> [Prompt]:
Output every line of the entries below unchanged, leaving out the pictures.

> [Extracted material]:
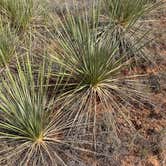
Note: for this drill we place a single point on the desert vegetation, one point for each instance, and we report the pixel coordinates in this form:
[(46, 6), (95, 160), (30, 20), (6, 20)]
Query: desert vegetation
[(75, 77)]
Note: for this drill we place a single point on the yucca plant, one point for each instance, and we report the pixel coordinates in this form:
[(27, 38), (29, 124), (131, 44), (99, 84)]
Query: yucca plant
[(33, 127), (94, 72), (20, 13), (123, 21), (8, 43)]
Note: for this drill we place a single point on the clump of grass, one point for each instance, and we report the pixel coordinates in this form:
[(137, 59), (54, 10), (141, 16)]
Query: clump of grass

> [Written response]:
Note: for this drill we place a single point on the desert vegetation, one point for each instance, and we report the pixel coordinates in this form:
[(46, 6), (95, 160), (30, 20), (6, 20)]
Query: desert vegetation
[(75, 77)]
Note: for this drill we place a single point on the yucca plant, one point for each instance, and we report the pixel coordinates in this form:
[(27, 38), (29, 124), (131, 44), (99, 84)]
Query: yucca plant
[(33, 127), (94, 72), (20, 13), (123, 21), (8, 43)]
Note: for this drill we place a single point on the clump of grass, one point for each instance, and we report the pixel coordinates in this form:
[(137, 59), (54, 10), (141, 16)]
Query: clump of grass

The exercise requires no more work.